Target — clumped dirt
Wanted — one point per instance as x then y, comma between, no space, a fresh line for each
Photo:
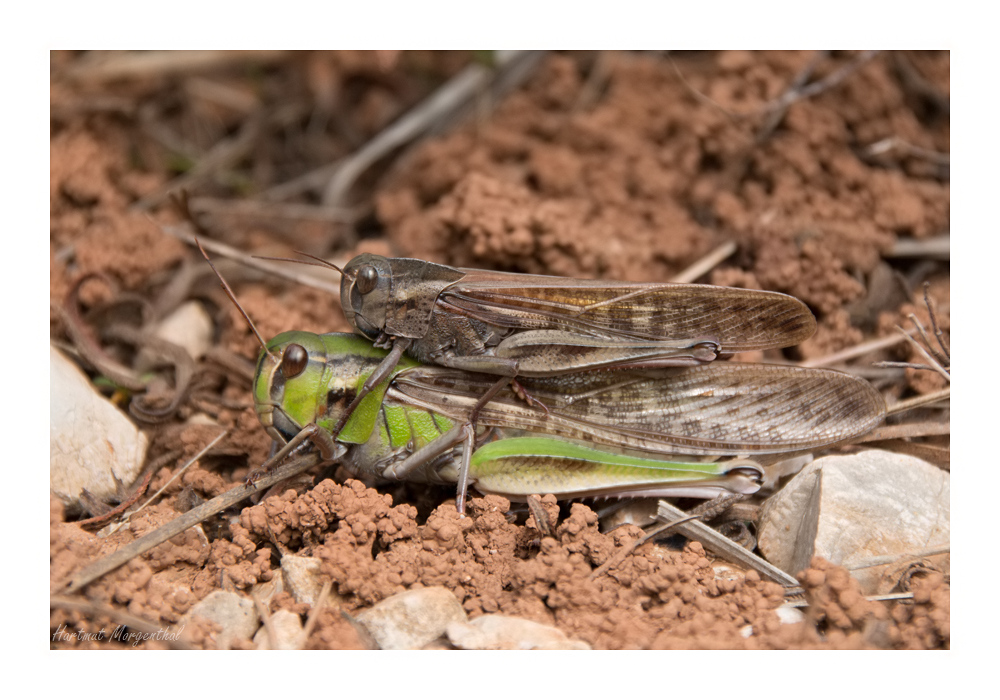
608,165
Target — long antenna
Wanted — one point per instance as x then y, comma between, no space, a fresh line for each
229,292
320,262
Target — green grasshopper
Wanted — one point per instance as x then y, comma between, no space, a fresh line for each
303,382
515,326
410,424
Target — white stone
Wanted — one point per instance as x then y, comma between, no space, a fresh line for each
287,628
302,578
190,327
856,510
89,438
503,632
412,619
790,615
235,614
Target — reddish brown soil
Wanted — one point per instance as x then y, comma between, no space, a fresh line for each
615,165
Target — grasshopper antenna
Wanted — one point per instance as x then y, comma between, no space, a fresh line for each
320,262
229,293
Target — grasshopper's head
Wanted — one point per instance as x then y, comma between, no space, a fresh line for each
306,378
365,293
289,382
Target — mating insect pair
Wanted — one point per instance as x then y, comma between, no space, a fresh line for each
657,392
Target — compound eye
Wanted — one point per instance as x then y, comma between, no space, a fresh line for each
294,360
367,279
366,329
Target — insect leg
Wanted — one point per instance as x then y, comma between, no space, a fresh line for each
463,434
374,379
311,434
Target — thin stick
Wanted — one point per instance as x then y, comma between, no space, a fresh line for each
278,210
873,598
201,453
916,401
936,248
932,311
852,352
619,556
706,264
265,615
102,566
893,432
314,612
723,546
228,151
940,457
893,558
934,363
232,296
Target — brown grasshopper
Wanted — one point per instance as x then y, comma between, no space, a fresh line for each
514,325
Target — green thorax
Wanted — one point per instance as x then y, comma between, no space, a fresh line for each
338,366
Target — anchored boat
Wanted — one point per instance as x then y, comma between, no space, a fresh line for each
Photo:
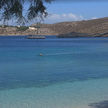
36,37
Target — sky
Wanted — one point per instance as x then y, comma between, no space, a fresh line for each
75,11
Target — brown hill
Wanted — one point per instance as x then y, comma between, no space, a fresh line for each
96,27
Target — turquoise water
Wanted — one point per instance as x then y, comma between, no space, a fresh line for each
72,73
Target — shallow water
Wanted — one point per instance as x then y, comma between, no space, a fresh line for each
72,73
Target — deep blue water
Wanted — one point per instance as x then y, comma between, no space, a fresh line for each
63,60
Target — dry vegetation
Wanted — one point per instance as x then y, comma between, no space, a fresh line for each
96,27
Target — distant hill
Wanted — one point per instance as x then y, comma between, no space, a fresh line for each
95,27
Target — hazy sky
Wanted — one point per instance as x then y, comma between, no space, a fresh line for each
72,11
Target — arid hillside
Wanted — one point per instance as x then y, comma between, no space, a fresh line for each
96,27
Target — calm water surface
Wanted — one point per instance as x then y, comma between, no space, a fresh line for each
71,73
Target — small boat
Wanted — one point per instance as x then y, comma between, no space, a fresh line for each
36,37
40,54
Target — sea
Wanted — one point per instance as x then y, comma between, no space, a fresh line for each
71,73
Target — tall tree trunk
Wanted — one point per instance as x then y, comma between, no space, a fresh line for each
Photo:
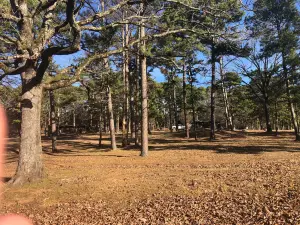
187,132
125,35
212,96
118,123
100,126
175,100
290,103
193,104
276,118
225,98
74,118
111,120
267,113
144,150
53,120
110,110
30,166
136,118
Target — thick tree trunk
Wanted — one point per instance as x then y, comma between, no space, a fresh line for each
187,132
290,103
53,121
267,114
144,150
30,166
225,98
111,120
212,96
193,105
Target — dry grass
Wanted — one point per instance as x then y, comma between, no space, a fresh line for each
242,177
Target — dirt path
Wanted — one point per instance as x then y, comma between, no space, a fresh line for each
240,178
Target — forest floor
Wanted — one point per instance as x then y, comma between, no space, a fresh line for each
241,178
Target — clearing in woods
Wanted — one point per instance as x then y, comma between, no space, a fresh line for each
243,177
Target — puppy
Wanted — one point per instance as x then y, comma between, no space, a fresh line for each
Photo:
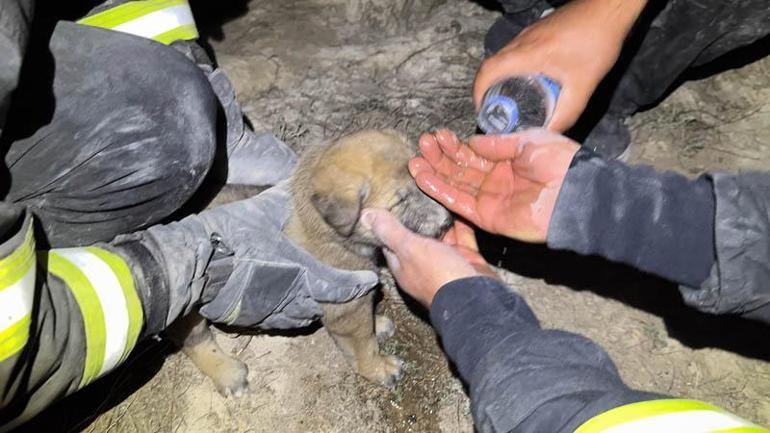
330,187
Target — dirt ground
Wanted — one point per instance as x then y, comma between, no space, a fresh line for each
310,70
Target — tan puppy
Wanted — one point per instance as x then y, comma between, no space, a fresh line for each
330,187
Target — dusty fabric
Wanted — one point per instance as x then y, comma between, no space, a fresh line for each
271,284
659,222
669,38
523,378
738,281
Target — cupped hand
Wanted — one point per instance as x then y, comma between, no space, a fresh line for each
504,184
423,265
576,45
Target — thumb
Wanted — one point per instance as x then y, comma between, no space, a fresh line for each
387,228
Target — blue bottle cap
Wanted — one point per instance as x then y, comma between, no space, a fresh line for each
498,115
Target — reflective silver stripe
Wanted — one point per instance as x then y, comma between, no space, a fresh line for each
16,299
111,299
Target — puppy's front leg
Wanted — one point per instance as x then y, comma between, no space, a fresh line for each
352,325
192,334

========================================================================

● **What you will do**
All of the data above should be quoted exactly, except for the pictures.

● **Solution**
Target — clumped dirt
Wanted — one point per instance as x then y, comma between, no space, a fresh line for each
Photo:
608,165
Target — long antenna
Wanted — one point per instance as x then y, comma between, no space, a fresh line for each
229,292
320,262
Target — green grasshopper
Wanted — one point per instance as x then y, comma between, no space, a fresh line for each
303,382
515,326
410,424
Target — white stone
Wanted — one point per instance as x then y, comma between, no space, a fresh line for each
287,628
302,578
190,327
856,510
89,438
503,632
412,619
790,615
235,614
Target — reddish brown soil
Wanted — one point per instance as x then y, comma between, no space, a fresh line for each
615,165
Target — grasshopper antenna
Wanted — one point per instance as x then y, comma between, no space, a fresh line for each
320,262
229,293
Target — grasshopper's head
Wanted — one point per instance as x then y, comma between, no space, a fresh line for each
306,378
365,293
289,382
Target — mating insect pair
Wanted — one point per instance as x then y, comma between, no space, a fresh line for each
657,392
Target — compound eye
Wanted — one point per instance as x then y, comma between, no space, a fresh line for each
294,360
367,279
366,329
Target — insect leg
Wanted — one point per instance as x then y, comma between, no space, a fresh line for each
463,434
374,379
311,434
Target — thin stick
Wanted — one point per instance as x then y, comma between, no space, a fresh line for each
278,210
873,598
201,453
916,401
936,248
932,311
852,352
619,556
706,264
265,615
102,566
893,432
314,612
723,546
228,151
940,457
893,558
934,363
232,296
Target — brown grasshopper
Wanted — one point per instance as x then y, comma between, no space, a fresh line for each
514,325
Target — green thorax
Wanted — one point per instance as x then y, comma between, no space, a fresh line for each
338,366
Target — anchored boat
Wanted — one point per instance as x then y, comma between, no space, a fresh line for each
Photo:
36,37
Target — sky
Wanted — one point per instance as x then y, comma between, no space, a fresh line for each
75,11
Target — brown hill
Wanted — one point per instance as x then y, comma between, no space, a fresh line for each
96,27
Target — turquoise water
Wanted — one point per instance as x then y, comma between, no space, a fresh line for each
72,73
Target — shallow water
Wanted — one point per instance as x then y, comma between, no space, a fresh line for each
72,73
Target — deep blue water
Wanted — one point per instance as x then y, comma between, no space, a fresh line for each
63,60
Target — dry vegetation
Wanted — one point per instance as x then y, comma between, no space, a fresh line for each
96,27
Target — distant hill
Wanted — one point per instance as x then y, comma between, no space, a fresh line for each
95,27
Target — hazy sky
Wanted — one point per instance as x then y, comma between, no space, a fresh line for each
72,11
Target — arid hillside
Wanted — one point per instance as x then y, comma between, no space, a fresh line for each
96,27
Target — calm water surface
Wanted — one point per instance as x then y, comma between, no space, a fresh line for each
71,73
Target — small boat
Wanted — one point per instance as x then y, comma between, no space, a fresh line for each
36,37
40,54
Target — sea
Wanted — one point per instance as x then y, comma between, no space, a fresh line for each
71,73
Target — tall tree trunk
Wanted — one point per instance as x then y, comma between, no space, a fresh line for each
Photo:
187,132
125,35
212,96
118,123
100,126
175,100
290,103
193,104
276,118
225,98
74,118
111,120
267,113
144,150
53,120
110,110
30,166
136,118
Target — thick tree trunk
Wanted — one point per instance as x then y, comma between, no space, a fresh line for each
187,132
290,103
53,121
267,114
144,150
30,166
225,98
111,120
212,96
193,105
Target — dry grass
Wanted — one point per instance as x then y, comma between, no space, a fresh line for each
242,177
Target — dirt path
Wanted — one point per instance as x then y, comma between, no space, a fresh line for each
240,178
Target — forest floor
Wanted — one point per instance as x then y, comma between, no space, a fresh line for each
241,178
Target — clearing in woods
Wanted — one point per instance as x then y, comma between, no space, a fresh line for each
243,177
Target — puppy
Wanted — one point per instance as x then y, comma between, no space, a fresh line for each
Photo:
330,187
Target — dirt ground
Wanted — one point per instance as x then y, comma between, no space, a fresh line for each
310,70
Target — tan puppy
Wanted — one point per instance as x then y, comma between, no space, a fresh line for each
330,187
Target — dusty fabric
Wanted — one point per instance as x then y, comma between, no space, a fresh line for each
271,284
659,222
669,38
523,378
738,281
Target — cupped hand
Wanted — one point per instance as x then y, comma between, no space, a fresh line for each
504,184
423,265
576,45
Target — thumb
Wanted — one point per instance as x then y, comma between, no space, a fresh line for each
387,228
Target — blue bottle cap
Wanted — one point per instance as x then y, comma between, no space, a fresh line for each
498,115
Target — reflective silver stripe
Wanted — one point per instance as x then y, comma between, no space, a fresh line for each
16,299
111,299
Target — puppy's front leg
Wanted — one point per instance as x then y, comma between, no space, a fresh line for each
352,325
192,334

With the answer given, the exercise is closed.